He may not be a household name (yet) but Romain Gauthier (pronounced Ro-man Gaw-tee-a) is nevertheless the talk of the high-end of town this week, and with very good reason. After a period of what some have described as hibernation (more on that later) Gauthier seems to come out of nowhere with the unveiling of his incredible new timepiece, the Logical One.
I was intrigued by this latest development to say the least and so when an unexpected opportunity came up to get hands on with the only working prototype in existence I of course jumped at it. Read on to hear my thoughts and for those who missed the technical write up on this piece last week, please click here to read it.
A Long Time Coming
For many the Logical One has been a long-time coming, not least of all for Gauthier himself. After successfully developing and delivering his first two collections, complete with in-house manufacture movements, several years ago the brand all but dropped off the radar completely. It is no coincidence of course that this disappearance coincided with the advent of the 2008 financial crisis that sounded the death knell for so many other small brands.
Recognizing the need to consolidate in order to ensure their long-term survival, Gauthier scaled back his watch-making operations completely and focused instead on his manufacturing business, which produces parts for some of the world’s best known watchmaking brands;
“It was a difficult decision,” explains Gauthier ”but it was the right one for us at the time. The focus on the manufacturing business not only allowed us to develop the necessary expertise to conceive the Logical One, it also provided the ongoing source of capital needed to fund the project.”
This level-headed approach means that the brand has not only weathered the financial crisis in surprisingly good shape but they are also now in the enviable position of being able to once again focus their full attention on conceiving incredible new timepieces, such as the Logical One.

Data extract -
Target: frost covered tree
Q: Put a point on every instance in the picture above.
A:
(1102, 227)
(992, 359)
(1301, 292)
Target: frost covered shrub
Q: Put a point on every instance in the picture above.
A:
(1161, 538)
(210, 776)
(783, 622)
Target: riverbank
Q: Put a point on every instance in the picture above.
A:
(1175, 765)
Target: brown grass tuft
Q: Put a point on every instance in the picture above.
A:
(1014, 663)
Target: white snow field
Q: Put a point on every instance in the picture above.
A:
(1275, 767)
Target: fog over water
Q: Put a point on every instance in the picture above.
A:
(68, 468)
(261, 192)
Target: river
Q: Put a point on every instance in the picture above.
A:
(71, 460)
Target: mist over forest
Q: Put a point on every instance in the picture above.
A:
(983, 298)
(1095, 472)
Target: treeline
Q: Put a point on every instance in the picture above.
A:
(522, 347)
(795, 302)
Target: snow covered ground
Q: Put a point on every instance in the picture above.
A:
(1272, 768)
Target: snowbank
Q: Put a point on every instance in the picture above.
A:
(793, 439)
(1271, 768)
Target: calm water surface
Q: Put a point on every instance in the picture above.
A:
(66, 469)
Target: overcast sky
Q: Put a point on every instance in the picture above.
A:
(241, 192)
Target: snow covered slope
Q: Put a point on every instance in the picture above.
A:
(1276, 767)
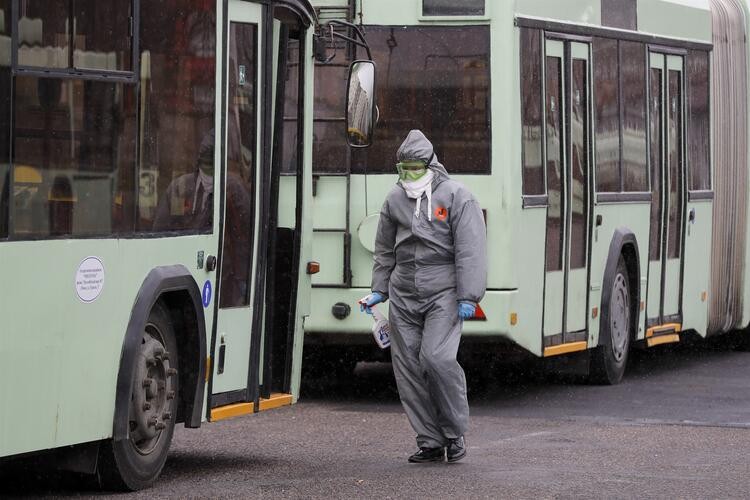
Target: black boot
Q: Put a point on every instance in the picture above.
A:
(428, 455)
(456, 449)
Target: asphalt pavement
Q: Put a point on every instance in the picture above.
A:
(677, 427)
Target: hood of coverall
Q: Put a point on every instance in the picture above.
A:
(416, 146)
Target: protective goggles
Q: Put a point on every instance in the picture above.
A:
(411, 170)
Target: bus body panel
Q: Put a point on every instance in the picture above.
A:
(60, 347)
(66, 354)
(516, 239)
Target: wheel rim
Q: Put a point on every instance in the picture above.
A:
(153, 392)
(619, 317)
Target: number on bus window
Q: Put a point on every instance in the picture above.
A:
(447, 95)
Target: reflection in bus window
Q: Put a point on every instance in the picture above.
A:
(4, 198)
(531, 112)
(102, 36)
(607, 115)
(579, 138)
(5, 97)
(633, 77)
(178, 48)
(698, 124)
(101, 39)
(291, 89)
(44, 33)
(453, 8)
(555, 152)
(435, 79)
(241, 161)
(74, 144)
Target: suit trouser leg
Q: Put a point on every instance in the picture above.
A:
(407, 323)
(445, 377)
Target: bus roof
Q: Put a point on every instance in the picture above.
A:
(683, 19)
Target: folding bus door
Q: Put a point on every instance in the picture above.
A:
(666, 127)
(567, 154)
(234, 327)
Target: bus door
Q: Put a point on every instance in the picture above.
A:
(666, 105)
(567, 156)
(234, 327)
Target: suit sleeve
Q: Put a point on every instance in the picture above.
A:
(470, 245)
(385, 253)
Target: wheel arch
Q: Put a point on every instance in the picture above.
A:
(623, 243)
(179, 292)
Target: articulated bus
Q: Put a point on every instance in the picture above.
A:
(155, 262)
(606, 141)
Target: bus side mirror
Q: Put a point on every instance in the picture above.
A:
(360, 104)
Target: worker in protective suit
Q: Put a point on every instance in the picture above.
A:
(431, 262)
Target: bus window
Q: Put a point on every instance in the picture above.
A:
(101, 39)
(619, 14)
(73, 143)
(102, 36)
(241, 172)
(555, 152)
(178, 50)
(632, 81)
(436, 79)
(607, 112)
(44, 34)
(291, 100)
(531, 112)
(698, 125)
(452, 8)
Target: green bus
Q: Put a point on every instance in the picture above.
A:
(606, 141)
(155, 226)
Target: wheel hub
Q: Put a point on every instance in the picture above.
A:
(619, 311)
(153, 392)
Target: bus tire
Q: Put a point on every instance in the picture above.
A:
(608, 360)
(135, 463)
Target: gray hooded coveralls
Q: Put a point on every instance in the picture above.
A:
(426, 267)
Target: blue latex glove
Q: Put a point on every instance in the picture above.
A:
(372, 299)
(466, 310)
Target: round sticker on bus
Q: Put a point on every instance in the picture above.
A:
(90, 279)
(206, 293)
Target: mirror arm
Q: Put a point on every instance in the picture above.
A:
(359, 38)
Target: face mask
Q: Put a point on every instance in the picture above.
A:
(411, 170)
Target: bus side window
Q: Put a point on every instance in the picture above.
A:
(531, 111)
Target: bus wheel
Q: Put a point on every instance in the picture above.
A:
(136, 462)
(608, 361)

Exercises to complete -
a - Quote every remark set in parentheses in the article about Romain Gauthier's Logical One.
b - In the Romain Gauthier article, what does Gauthier's manufacturing business produce?
c - Write the next part of the article about Romain Gauthier's Logical One.
The rows aren't needed here.

Responses -
a -
(yet)
(pronounced Ro-man Gaw-tee-a)
(more on that later)

b - Parts for some of the world's best known watchmaking brands.

c -
Hands-On With The Logical One
The first thing to strike you about the Logical One is its incredible aesthetic appeal and this is very much by design. Gauthier explained that for him watchmaking is all about passion and so each piece he creates must be emotive. As he sees it, the manufacturing business is the lungs of his organization, ensuring there is enough oxygen (capital) to keep things running smoothly, whilst the watchmaking side is very much the heart. This is where he finds his greatest enjoyment and is free to truly explore the outer limits of his creativity.
The guiding principle for the piece (and the brand as a whole) according to Gauthier, is the blending of traditional practices with cutting edge technology. This is nowhere more evident than on the dial, which is more or less effectively split in two. On the right-hand side there is a very traditional hours/minutes/seconds time display, whilst on the left-hand side we find Gauthier’s highly innovative take on the constant force fusee chain system. The common design thread that binds the two? Straight lines.
Look closely and you will see that you can draw a straight line from the middle of the main dial all the way down to the middle of the balance wheel. Although it’s not immediately apparent this is actually a visual reinforcement of the straight-line system that forms the basis of the constant force system, just another of those small touches that when viewed in totality are not individually remarkable, and yet if one were to be altered or removed the overall look would change dramatically.
Another detail that cannot be truly appreciated until you get up close and personal with the piece is the incredible depth of the dial. The hand-finished, highly polished sharp internal bevelled angles in the movement plates and bridges coupled with the ‘stacked’ time display create a contrasting layered effect, which truly is a delight to behold. I easily spent 5 or 10 minutes just holding the piece in my hand at different angles and observing the delicate intricacies of the movement that only become truly apparent upon closer inspection.
The Logical One sits comfortably on the wrist and does not feel bulky at all despite its slightly larger dimensions (the case is 43mm in diameter). I must admit though it is a challenge to stop yourself from staring at it all the time as the ruby-studded fusee chain in particular is really quite alluring, not that I was complaining mind you.
As this piece was still in the prototype stage it did not feature the power reserve indicator on the reverse of the movement, however overall Romain said he was very happy with the piece at present and did not envision there would be any major hurdles to clear before readying it for full production.
Orders are being taken already with delivery of the first pieces estimated for the third quarter of this year. A final price hasn’t been fixed yet but the indications given by Romain suggest that the red gold version would probably retail for around 160,000CHF – 170,000CHF excluding taxes and the platinum version would be closer to 190,000CHF excluding taxes.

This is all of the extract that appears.